Your instructions:
Put everything from the line containing "In the scene depicted above, can you spot any reflection" down to the line containing "134;20;315;213", both included, into a numbered list and omit any blank lines.

Bounding box annotation entries:
+===+
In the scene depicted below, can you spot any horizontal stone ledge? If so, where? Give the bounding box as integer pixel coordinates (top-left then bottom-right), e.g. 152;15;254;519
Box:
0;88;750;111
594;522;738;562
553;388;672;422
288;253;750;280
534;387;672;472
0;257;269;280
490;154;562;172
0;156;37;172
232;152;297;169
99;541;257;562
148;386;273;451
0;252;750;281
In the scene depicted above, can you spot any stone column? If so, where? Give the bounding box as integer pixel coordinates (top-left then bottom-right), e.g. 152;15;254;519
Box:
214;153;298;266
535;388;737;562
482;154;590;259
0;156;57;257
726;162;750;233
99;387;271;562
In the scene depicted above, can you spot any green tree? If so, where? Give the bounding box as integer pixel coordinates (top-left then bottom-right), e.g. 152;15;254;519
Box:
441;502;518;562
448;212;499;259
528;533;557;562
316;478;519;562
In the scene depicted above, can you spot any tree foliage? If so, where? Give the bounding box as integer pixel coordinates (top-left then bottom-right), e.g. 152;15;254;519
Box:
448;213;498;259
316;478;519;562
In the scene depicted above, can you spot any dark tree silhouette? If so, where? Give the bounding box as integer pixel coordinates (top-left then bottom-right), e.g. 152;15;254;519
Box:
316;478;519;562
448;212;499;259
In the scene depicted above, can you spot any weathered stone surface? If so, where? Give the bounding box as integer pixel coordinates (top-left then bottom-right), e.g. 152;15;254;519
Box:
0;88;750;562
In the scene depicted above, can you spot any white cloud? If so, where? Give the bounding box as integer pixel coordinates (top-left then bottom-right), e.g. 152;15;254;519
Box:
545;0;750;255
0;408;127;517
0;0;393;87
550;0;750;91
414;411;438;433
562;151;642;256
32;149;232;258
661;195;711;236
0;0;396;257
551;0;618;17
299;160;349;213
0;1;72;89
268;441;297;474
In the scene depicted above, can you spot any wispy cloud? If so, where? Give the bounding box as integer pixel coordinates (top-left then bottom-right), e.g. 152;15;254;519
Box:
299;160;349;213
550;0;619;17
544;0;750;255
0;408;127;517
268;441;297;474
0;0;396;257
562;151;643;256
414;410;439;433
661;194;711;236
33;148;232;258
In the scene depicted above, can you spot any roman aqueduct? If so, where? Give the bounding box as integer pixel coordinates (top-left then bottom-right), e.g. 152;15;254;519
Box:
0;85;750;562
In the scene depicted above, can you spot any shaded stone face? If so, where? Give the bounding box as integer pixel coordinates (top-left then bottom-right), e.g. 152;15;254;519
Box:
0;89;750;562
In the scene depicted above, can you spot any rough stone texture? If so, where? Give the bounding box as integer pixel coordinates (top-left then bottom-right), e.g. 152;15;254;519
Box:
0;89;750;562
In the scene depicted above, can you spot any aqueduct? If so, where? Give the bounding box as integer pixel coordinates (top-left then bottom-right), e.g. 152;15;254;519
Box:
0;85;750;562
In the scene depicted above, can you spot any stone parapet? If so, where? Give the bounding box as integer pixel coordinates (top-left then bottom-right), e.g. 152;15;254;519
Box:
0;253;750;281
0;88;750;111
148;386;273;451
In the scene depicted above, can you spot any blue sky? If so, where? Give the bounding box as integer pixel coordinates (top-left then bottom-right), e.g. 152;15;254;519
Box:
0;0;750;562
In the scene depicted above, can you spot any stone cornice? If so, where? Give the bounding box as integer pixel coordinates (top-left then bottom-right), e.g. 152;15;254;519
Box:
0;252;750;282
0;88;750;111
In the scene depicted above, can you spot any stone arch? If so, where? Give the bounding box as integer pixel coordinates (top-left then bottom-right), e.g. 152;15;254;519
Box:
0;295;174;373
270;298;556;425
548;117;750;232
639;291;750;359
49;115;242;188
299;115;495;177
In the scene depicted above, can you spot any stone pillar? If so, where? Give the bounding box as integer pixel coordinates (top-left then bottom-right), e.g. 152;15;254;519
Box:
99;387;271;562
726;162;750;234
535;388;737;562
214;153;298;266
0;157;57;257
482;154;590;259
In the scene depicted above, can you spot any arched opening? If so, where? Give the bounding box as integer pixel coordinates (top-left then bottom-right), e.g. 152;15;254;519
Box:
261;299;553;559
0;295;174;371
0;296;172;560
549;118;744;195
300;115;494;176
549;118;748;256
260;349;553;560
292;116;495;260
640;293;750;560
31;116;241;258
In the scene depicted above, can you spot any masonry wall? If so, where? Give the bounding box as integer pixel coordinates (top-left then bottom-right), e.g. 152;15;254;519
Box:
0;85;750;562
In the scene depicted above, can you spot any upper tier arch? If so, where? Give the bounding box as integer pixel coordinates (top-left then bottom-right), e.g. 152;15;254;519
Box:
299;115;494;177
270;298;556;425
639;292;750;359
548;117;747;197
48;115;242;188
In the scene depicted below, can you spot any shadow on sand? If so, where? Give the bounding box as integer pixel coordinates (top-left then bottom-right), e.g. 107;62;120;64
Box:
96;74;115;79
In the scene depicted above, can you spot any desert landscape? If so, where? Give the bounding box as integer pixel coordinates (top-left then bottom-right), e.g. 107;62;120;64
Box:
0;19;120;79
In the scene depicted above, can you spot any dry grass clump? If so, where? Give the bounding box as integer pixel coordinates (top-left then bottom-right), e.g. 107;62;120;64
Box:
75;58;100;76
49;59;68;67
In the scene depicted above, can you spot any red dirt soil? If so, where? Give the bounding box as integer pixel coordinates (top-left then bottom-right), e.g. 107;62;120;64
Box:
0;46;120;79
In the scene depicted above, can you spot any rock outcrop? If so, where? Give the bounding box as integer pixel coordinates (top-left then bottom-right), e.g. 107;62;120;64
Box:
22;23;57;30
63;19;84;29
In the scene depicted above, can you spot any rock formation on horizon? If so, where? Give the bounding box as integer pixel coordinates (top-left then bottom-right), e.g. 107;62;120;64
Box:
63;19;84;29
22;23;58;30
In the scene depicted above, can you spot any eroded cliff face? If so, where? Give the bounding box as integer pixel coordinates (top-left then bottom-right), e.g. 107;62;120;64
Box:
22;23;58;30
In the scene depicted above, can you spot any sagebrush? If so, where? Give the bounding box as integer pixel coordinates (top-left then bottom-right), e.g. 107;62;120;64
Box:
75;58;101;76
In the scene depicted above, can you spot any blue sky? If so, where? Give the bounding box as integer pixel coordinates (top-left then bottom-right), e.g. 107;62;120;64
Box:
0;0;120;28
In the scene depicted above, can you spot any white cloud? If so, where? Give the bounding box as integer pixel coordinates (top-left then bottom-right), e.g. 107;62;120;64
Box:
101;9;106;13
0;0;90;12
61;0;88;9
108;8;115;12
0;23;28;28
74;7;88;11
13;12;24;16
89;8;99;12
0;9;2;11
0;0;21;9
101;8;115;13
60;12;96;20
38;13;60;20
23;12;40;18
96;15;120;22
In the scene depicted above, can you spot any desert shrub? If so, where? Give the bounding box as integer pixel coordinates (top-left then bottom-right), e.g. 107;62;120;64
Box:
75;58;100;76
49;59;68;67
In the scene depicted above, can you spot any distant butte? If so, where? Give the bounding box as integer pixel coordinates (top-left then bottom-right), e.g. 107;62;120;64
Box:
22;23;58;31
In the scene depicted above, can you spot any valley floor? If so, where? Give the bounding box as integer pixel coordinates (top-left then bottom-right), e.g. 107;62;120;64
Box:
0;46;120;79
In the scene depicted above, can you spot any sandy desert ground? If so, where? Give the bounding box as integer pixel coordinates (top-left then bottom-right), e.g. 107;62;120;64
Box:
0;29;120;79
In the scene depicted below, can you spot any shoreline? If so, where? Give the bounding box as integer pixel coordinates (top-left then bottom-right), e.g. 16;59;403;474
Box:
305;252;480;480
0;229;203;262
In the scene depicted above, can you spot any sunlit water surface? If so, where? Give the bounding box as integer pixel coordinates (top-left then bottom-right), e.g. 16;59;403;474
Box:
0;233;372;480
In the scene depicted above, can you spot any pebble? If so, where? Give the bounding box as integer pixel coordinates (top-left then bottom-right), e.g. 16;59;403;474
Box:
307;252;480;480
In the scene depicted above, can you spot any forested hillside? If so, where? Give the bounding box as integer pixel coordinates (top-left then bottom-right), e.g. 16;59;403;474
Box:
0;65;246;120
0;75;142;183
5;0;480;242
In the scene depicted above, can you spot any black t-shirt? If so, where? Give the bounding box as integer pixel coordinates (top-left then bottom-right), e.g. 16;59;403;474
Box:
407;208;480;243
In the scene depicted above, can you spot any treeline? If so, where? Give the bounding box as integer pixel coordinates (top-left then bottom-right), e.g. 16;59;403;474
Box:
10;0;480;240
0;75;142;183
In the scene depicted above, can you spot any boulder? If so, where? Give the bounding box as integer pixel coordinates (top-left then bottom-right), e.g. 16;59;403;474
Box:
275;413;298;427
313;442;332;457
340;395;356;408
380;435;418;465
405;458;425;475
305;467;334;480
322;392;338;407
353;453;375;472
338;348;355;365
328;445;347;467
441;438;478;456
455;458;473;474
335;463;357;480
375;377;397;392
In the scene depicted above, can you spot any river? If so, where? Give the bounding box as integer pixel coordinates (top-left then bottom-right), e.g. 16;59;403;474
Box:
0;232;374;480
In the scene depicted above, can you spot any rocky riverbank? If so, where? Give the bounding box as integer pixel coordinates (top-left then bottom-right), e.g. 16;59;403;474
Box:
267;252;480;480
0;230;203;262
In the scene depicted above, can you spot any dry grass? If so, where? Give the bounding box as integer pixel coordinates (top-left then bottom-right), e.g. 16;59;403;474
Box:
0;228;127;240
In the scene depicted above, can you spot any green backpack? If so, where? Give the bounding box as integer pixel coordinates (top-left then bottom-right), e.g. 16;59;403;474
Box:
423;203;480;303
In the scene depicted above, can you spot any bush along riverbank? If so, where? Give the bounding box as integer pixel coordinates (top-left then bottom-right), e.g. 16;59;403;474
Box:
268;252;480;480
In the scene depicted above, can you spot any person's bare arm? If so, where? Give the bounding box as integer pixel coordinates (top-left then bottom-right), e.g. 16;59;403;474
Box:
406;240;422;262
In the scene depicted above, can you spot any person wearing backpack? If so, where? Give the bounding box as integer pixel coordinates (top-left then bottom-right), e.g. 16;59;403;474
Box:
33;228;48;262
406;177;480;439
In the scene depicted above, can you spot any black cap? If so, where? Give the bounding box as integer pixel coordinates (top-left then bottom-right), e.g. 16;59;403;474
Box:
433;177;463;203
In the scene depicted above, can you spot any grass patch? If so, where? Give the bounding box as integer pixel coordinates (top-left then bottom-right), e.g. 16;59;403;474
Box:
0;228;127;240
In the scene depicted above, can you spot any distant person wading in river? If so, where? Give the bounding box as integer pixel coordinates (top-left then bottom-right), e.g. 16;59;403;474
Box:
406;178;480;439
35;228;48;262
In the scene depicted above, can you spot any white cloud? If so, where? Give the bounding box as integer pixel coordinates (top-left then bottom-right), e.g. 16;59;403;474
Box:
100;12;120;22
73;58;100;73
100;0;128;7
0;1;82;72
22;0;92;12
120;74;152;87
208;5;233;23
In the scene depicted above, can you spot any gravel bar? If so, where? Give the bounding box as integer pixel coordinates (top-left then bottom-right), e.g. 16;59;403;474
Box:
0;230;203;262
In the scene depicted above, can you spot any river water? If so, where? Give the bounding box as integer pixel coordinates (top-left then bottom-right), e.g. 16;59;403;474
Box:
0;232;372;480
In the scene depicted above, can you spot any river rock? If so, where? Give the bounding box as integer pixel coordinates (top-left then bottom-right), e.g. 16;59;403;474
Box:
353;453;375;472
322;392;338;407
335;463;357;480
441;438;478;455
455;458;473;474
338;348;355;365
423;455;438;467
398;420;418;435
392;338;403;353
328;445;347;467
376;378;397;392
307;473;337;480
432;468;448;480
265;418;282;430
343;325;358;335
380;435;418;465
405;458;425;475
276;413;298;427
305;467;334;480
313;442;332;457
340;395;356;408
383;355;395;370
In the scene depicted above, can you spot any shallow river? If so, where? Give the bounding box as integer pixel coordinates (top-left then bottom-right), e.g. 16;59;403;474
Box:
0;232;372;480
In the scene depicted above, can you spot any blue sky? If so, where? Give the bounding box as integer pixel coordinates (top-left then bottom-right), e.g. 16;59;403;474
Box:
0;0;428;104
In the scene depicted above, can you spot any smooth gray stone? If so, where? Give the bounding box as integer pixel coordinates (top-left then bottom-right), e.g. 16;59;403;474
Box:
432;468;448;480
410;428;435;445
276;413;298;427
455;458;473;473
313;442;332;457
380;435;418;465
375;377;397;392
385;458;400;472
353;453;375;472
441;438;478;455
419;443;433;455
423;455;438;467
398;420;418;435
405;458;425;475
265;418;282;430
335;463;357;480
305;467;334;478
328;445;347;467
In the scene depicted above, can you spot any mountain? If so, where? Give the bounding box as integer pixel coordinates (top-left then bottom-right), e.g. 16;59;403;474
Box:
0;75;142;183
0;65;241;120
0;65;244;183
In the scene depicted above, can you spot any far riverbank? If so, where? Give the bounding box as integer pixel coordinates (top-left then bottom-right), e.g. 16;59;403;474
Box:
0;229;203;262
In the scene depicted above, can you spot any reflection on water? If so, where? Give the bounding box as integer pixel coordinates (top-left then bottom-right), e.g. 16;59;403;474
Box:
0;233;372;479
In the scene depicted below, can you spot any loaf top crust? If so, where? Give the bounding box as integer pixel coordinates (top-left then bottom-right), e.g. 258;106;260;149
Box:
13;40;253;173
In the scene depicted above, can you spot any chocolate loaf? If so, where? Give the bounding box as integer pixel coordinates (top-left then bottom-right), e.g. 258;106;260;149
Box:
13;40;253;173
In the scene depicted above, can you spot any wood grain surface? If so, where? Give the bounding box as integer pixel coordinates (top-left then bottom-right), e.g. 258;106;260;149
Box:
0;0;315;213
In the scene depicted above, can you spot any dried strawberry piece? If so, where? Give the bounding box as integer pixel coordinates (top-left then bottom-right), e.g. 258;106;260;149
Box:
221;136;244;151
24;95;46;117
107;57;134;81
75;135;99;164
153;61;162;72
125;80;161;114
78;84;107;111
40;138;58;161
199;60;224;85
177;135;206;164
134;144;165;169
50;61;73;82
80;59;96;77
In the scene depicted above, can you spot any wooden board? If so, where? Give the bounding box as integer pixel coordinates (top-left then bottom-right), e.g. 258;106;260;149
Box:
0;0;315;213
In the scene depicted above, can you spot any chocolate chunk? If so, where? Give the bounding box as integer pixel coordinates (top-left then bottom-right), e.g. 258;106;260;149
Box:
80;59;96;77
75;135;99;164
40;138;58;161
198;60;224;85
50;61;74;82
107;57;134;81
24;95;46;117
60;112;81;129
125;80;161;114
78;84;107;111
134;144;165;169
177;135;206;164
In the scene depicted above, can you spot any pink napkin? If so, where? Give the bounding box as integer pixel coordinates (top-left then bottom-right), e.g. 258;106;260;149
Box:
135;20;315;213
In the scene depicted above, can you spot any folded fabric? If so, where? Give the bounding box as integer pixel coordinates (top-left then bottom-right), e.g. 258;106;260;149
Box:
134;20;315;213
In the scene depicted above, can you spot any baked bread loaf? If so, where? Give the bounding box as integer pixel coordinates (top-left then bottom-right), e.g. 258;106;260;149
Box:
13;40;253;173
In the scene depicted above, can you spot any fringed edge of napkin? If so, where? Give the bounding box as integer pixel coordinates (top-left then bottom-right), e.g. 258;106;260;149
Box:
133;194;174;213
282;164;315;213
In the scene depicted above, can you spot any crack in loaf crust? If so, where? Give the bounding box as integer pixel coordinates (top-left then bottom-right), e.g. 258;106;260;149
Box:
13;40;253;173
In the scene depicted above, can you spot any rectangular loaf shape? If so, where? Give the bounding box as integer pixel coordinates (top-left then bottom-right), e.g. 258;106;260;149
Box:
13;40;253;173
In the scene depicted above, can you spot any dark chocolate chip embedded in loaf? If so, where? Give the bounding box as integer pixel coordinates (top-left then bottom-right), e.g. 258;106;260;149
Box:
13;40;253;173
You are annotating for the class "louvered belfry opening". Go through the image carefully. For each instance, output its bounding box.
+===+
Correct answer:
1. In the scene depicted above, can you spot any reflection on water? If so, where? Give the bounding box as integer pixel coordinates (top-left then bottom-right), e.g. 16;59;403;474
2. Box:
3. 0;233;372;479
4. In the scene depicted below, can you spot any loaf top crust? If so, where? Give the bounding box as integer pixel coordinates (top-left then bottom-right), e.g. 258;106;260;149
5. Box:
6. 13;40;253;173
7. In the scene depicted above, can you spot any chocolate loaf? If so, where? Give the bounding box as integer pixel coordinates (top-left then bottom-right), e.g. 258;106;260;149
8. Box:
9. 13;40;253;173
10. In the scene depicted above, can you spot any wood grain surface? If so, where? Give the bounding box as integer pixel coordinates (top-left then bottom-right), e.g. 258;106;260;149
11. Box:
12. 0;0;315;213
13. In the scene depicted above, can you spot any dried strawberry piece? If so, where? Give the bounding box as integer pixel coordinates (top-left then bottom-right), e.g. 258;106;260;149
14. Box:
15. 221;136;244;151
16. 24;95;46;117
17. 107;57;134;81
18. 75;135;99;164
19. 153;61;162;72
20. 125;80;161;114
21. 78;84;107;111
22. 40;138;58;161
23. 199;60;224;85
24. 177;135;206;164
25. 134;144;165;169
26. 50;61;73;82
27. 80;59;96;77
28. In the scene depicted above, can you spot any wooden board? If so, where? Give the bounding box as integer pixel coordinates (top-left then bottom-right), e.g. 258;106;260;149
29. Box:
30. 0;0;315;213
31. In the scene depicted above, can you spot any chocolate chunk? If so, where? Give the bounding box as integer pixel coordinates (top-left then bottom-right), e.g. 258;106;260;149
32. Box:
33. 80;59;96;77
34. 75;135;99;164
35. 40;138;58;161
36. 198;60;224;85
37. 50;61;74;82
38. 107;57;134;81
39. 24;95;46;117
40. 60;112;81;129
41. 125;80;161;114
42. 78;84;107;111
43. 134;144;165;169
44. 177;135;206;164
45. In the scene depicted above, can you spot any pink napkin? If so, where? Give the bounding box as integer pixel coordinates (top-left then bottom-right), e.g. 258;106;260;149
46. Box:
47. 135;20;315;213
48. In the scene depicted above, can you spot any folded fabric? If so, where? Give the bounding box as integer pixel coordinates (top-left then bottom-right), e.g. 258;106;260;149
49. Box:
50. 134;20;315;213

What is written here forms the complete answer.